[BRIEF] Switch "aerial photo" to "satellite image" in the records between the line holding "for woman's left" and the line holding "244, 137, 274, 148", inclusive. Write out those lines again with everything else unchanged.

[RECORDS]

***

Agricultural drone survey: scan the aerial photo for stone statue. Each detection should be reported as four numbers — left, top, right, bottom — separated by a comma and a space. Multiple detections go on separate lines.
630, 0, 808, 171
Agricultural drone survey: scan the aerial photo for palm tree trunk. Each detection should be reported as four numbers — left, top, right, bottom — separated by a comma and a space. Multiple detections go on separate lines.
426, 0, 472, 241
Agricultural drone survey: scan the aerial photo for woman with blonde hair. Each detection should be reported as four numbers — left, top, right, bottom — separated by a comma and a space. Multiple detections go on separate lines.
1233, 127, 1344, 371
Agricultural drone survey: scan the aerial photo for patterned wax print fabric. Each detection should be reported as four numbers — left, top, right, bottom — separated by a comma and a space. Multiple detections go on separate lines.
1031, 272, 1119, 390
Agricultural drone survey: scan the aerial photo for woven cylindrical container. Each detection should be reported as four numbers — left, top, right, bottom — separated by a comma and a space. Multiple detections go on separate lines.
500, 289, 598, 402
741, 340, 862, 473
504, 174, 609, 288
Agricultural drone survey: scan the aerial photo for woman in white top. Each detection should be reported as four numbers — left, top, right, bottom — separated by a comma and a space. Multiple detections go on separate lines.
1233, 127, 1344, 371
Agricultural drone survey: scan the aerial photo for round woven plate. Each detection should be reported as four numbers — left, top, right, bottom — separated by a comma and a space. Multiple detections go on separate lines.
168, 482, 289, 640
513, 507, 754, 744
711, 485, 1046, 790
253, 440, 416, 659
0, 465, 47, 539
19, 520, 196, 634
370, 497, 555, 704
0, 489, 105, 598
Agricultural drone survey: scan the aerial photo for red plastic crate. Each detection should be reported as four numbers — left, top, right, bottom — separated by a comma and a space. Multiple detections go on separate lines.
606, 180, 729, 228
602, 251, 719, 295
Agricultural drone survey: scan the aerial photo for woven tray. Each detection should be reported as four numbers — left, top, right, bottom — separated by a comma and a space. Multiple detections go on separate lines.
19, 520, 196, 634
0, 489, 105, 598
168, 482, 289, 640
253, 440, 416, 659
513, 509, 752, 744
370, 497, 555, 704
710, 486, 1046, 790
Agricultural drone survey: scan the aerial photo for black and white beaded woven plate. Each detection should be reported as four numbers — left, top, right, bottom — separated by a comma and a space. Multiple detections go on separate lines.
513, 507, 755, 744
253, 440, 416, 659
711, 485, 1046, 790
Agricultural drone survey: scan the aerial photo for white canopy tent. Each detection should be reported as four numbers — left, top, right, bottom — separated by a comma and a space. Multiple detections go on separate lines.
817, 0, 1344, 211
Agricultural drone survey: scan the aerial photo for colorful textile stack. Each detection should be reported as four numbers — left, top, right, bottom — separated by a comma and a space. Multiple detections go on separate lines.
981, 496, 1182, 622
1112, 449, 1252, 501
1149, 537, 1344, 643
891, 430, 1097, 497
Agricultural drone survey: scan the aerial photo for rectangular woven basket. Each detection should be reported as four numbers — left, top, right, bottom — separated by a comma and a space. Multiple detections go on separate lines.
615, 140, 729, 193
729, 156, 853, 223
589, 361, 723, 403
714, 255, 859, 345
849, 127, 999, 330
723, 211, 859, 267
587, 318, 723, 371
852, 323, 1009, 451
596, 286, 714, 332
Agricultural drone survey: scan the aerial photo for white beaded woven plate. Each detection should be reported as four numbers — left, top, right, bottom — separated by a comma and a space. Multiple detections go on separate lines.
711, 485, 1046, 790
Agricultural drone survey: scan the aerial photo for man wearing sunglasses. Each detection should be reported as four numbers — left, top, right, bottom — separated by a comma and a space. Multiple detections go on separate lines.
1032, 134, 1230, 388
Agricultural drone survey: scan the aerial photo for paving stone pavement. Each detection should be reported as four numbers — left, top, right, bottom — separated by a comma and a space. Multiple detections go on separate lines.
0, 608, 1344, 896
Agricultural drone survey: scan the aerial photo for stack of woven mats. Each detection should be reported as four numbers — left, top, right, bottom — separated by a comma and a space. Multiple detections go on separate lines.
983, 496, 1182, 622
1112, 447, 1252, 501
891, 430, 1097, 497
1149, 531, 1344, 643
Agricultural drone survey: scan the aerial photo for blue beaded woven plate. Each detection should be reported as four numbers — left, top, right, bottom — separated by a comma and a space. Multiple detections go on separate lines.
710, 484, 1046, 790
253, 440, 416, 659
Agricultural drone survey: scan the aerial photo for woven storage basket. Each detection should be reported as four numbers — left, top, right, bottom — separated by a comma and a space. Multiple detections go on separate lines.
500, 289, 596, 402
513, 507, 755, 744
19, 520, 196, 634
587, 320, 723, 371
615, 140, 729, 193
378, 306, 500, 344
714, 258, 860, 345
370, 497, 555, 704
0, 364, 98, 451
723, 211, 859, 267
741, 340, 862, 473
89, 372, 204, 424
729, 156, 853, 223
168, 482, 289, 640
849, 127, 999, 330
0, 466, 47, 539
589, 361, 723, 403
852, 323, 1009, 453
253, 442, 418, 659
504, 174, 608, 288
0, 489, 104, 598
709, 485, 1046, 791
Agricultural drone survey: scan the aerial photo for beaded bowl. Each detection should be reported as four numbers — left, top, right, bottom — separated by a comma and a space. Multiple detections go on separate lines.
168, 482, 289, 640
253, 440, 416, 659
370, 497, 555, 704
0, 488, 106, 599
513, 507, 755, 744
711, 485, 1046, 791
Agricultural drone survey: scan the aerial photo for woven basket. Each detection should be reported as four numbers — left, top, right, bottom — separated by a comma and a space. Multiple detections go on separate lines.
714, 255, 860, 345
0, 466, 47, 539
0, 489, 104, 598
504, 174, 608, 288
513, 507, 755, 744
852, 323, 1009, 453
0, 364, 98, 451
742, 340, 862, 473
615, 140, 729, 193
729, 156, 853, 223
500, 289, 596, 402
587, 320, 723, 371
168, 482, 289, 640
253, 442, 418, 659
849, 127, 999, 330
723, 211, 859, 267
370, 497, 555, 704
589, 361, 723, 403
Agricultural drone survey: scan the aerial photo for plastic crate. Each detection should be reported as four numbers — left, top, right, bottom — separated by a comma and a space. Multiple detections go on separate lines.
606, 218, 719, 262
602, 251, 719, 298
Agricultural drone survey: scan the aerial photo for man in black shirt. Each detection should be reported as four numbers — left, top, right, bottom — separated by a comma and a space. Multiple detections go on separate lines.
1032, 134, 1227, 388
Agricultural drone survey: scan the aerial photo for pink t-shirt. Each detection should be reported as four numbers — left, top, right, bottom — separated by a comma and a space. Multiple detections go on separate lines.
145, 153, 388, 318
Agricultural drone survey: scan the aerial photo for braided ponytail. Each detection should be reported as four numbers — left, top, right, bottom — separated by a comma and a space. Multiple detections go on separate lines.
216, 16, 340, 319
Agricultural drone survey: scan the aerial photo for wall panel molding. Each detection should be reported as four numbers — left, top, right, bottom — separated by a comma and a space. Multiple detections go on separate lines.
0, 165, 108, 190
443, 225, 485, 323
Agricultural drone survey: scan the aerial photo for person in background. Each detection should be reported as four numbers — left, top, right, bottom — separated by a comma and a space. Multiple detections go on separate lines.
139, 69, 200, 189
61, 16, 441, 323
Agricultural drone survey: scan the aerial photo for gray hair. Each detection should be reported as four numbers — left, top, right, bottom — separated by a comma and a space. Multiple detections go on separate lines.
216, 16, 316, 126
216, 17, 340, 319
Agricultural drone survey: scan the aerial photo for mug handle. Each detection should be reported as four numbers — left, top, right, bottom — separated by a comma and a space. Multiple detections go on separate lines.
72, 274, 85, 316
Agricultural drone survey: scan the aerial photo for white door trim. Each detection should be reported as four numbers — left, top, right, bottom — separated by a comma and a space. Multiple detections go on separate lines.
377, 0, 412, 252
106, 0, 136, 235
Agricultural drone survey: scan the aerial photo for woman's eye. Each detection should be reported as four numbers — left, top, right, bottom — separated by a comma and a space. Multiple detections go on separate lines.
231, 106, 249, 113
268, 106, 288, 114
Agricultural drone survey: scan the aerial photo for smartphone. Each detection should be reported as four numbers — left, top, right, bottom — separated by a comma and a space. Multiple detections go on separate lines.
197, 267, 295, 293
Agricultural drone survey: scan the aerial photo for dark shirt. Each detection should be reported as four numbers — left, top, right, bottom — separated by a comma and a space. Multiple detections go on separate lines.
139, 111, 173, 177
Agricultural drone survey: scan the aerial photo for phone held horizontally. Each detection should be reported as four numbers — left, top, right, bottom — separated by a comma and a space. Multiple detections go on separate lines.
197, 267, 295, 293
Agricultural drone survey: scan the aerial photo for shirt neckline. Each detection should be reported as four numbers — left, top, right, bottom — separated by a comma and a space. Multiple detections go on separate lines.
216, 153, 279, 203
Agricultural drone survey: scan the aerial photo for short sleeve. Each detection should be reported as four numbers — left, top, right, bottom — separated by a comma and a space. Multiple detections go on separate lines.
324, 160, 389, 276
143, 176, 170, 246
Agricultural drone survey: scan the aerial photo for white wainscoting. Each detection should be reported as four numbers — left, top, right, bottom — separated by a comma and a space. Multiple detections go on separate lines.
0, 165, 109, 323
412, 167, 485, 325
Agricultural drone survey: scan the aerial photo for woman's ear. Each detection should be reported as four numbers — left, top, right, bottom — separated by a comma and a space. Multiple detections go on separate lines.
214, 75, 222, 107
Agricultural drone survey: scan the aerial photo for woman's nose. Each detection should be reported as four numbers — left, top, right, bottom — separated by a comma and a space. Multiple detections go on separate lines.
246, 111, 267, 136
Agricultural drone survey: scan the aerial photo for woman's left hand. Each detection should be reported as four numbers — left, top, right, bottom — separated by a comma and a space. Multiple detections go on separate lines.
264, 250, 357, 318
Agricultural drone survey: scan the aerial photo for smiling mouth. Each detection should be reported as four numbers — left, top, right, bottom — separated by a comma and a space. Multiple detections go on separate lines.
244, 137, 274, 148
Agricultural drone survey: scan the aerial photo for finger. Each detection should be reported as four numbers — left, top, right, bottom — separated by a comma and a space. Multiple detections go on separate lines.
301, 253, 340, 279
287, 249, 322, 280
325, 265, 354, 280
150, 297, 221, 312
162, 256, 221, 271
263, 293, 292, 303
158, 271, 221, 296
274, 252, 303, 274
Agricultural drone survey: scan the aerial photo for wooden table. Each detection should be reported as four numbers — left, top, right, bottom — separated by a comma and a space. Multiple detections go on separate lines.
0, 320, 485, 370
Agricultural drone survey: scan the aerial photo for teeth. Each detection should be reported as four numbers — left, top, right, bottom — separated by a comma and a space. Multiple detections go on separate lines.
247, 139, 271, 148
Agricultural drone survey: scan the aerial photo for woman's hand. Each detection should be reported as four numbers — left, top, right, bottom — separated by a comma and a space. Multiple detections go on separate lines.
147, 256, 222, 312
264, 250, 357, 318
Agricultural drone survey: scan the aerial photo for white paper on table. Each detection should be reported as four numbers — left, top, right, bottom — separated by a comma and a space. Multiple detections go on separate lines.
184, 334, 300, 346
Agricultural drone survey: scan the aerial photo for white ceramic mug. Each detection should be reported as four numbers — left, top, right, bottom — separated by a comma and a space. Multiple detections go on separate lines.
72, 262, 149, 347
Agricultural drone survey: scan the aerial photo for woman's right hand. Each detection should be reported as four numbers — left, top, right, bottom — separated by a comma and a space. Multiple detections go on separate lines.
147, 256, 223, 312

***

[RESULT OF THE EXERCISE]
Agricultural drone survey: scan the satellite image for woman's left hand. Each detection should be reported as four numbers — left, top, right, bottom — separated by a comma and a space. Multiple detections go on separate lines.
264, 250, 357, 318
Agricultural drone survey: scan the satellite image for smiling mouth. Each detection should be reported as four numbers — left, top, right, bottom — separated by a comma and a space. Multiple detections go on separate lines.
244, 137, 274, 148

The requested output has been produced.